*TO DO*:
From the hospital reopening announcement below, write out word for word the passage that begins with the words "CHLB initially will" and ends with "Councilmember Daryl Supernaw.".

*SOURCE DOCUMENT*:
_ _ _ _ _ _ _

Community hospital reopens under new leadership to help relieve pressure from local hospitals

Long Beach, CA – The City of Long Beach announced that Community Hospital Long Beach (CHLB) has been granted a license from the California Department of Public Health (CDPH) and will be able to accept patient transfers as soon as Monday, Jan. 4.

“With hospitals across our city and state at capacity, this reopening is critical for the safety and care of our community,” said Mayor Robert Garcia. “Community Hospital is a local institution and I’m incredibly grateful to our hospital partners and the state for getting it open. We expect the hospital reopening to have an immediate impact on local capacity and our ability to save lives.”

CHLB initially will open with 11 much-needed ICU beds and space for 40 other patients with the ability to add additional capacity later in 2021. Beds will be used for pre-arranged physician-directed transfers of patients from local hospitals and nursing facilities in order to relieve stress from overwhelmed healthcare providers operating at or near capacity. 

No walk-in patients will be accepted at the current time and CHLB will not be accepting COVID-19 patients; the additional beds at CHLB are intended to free up beds at other hospitals for the care of COVID-19 patients. 

“This has been one of my highest priorities for the 4th Council District and the entire City. We are so happy to have this important healthcare asset back in our community,” said Councilmember Daryl Supernaw.

“Community Hospital reopens today thanks to the vision of many who didn’t want to let this piece of Long Beach’s history disappear,” said John Molina, Partner at MWN Community Hospital, LLC. “We’re proud to have supported the endeavor to reopen the hospital – this is just the beginning of the renewed CHLB.”

Over the past 18 months, more than $6 million has been put toward the reopening of the hospital, including deferred maintenance, replacement of equipment, supplies, utility systems and refurbishments to both the exterior façade and interior rooms. In the coming months, CHLB will expand the services offered, including the opening of the emergency department in March of 2021.

“We’re on track to expand services within the next 90 days and this initial opening allows us to fully ramp up our essential services so that we can provide a comprehensive level of quality care at the hospital,” said Virg Narbutas, Chief Executive Officer of Community Hospital Long Beach.

_ _ _ _ _ _ _

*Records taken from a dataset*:
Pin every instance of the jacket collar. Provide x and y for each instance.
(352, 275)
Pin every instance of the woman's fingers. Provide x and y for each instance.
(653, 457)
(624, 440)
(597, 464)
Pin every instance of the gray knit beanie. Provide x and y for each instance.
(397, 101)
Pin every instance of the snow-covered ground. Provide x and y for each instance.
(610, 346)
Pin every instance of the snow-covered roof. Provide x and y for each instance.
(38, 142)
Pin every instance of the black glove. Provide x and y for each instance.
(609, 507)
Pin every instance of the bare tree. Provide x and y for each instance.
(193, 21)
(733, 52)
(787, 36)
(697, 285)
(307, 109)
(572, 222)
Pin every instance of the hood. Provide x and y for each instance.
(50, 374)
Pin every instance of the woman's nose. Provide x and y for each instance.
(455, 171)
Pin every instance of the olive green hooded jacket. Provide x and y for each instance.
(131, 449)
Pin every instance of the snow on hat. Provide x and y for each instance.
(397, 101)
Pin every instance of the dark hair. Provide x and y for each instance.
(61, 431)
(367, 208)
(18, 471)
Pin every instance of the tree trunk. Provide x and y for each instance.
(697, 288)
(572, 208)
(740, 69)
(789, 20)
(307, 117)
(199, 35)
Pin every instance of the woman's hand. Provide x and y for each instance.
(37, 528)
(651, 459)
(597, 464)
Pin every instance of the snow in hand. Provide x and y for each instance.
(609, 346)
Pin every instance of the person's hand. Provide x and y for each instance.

_ _ _ _ _ _ _

*RESPONSE AREA*:
CHLB initially will open with 11 much-needed ICU beds and space for 40 other patients with the ability to add additional capacity later in 2021. Beds will be used for pre-arranged physician-directed transfers of patients from local hospitals and nursing facilities in order to relieve stress from overwhelmed healthcare providers operating at or near capacity. 

No walk-in patients will be accepted at the current time and CHLB will not be accepting COVID-19 patients; the additional beds at CHLB are intended to free up beds at other hospitals for the care of COVID-19 patients. 

“This has been one of my highest priorities for the 4th Council District and the entire City. We are so happy to have this important healthcare asset back in our community,” said Councilmember Daryl Supernaw.